## Exercise passage
MP unfairly attacks the integrity of journalists

MILDURA state MP Jade Benham went on Facebook last Saturday to claim the Mildura Base Public Hospital “is still protected by local media”.

It was a baseless statement by Ms Benham with no evidence to back it up, something some elected politicians make a habit of.

The communities they represent deserve better.

The Facebook comment came in response to the Sunraysia Daily front-page story last weekend where Ms Benham attacked the management of MBPH, suggesting it had lost the public’s confidence.

The Nationals Member for Mildura used State Parliament to launch her attack, then followed it up with a column in the Sunraysia Daily and a separate media release.

In it, she cited a number of figures and told Sunraysia Daily the hospital’s annual report was the source of the statistics.

The Sunraysia Daily, as any reputable media organisation should do, fact-checked those figures and found some discrepancies.

For instance, Ms Benham claimed births were down 14 per cent, when the annual reports from the 2021-22 and 2022-23 financial years showed births were down only seven per cent.

Personally, I’m not sure what the big deal was anyway. I’m no doctor, but I imagine birth rates do vary from year to year, it’s more the birds and bees and all that stuff than anything sinister to be read into.

What was not mentioned in the article was that, according to the hospital, over the past 12 months births at the Mildura hospital are actually up 16 on the previous year, so it seems a more productive 12 months all round.

## Given information

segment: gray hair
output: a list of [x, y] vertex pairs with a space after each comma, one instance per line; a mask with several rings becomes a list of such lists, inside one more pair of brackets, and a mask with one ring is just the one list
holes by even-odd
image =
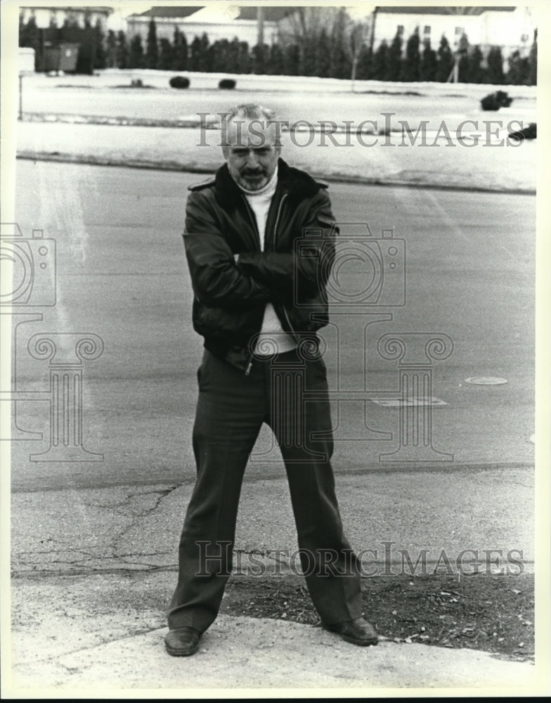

## Problems to solve
1. In the opinion piece about the Mildura MP, by how much did the annual reports show births were down?
2. Continue the opinion piece about the Mildura MP's criticism of local media, starting after its final sentence.

## Task answers
1. Seven percent.

2.
Ms Benham also cited a series of quotes, purported to be from unnamed sources and labelled as “consistent messaging” to support her claims of public dissatisfaction.

Among these quotes from person unknown was: “All the doctors now seem to be locums.”

This quote was fundamentally wrong.

The truth, according to a hospital spokesperson, is the majority of doctors at MBPH are staff doctors. Dr Brian McCully, the head of obstetrics, isn’t a fly-in doctor; Dr Dan Turner, the head of the emergency department, isn’t a fly-in; Dr Suriya Hariprakash, the director of paediatrics, isn’t a fly-in; and the list goes on.

So, Ms Benham, why quote an unnamed person to spread such misinformation? The danger in that is that as an elected politician, people in your community are expected to believe you, not be duped.

Perhaps in the future, if person unknown tells you something, do your own research before quoting them verbatim?

It’s what the media do. And, no, that is not us protecting the hospital by calling this out, it is the media doing its job and finding the truth.

That, we think, is what our community deserves.

The Sunraysia Daily has published many, many stories on the MBPH over the years, including numerous that have spoken to its performance.

A recent article highlighted that the hospital had faced an admissions increase of more than 300 patients a month this financial year, an 18 per cent rise at a hospital already identified as undersized and under-resourced relative to the population it services.

The Sunraysia Daily has also written many stories and opinion pieces pushing for the release of the hospital master plan, something Ms Benham also called for in parliament last week. It is something this newspaper has been very strong on and we encourage Ms Benham to keep up that fight.

So, to suggest local media is protecting the MBPH is, again, fundamentally untrue, and unfairly attacks the integrity of journalists.

The Sunraysia Daily has been consistent in highlighting that Mildura needs a bigger and better hospital. It is something that we all should be working together towards.

But misinformation helps no one.

We make no apologies for ensuring the truth gets in the way of a politician’s story. That’s just us doing our job.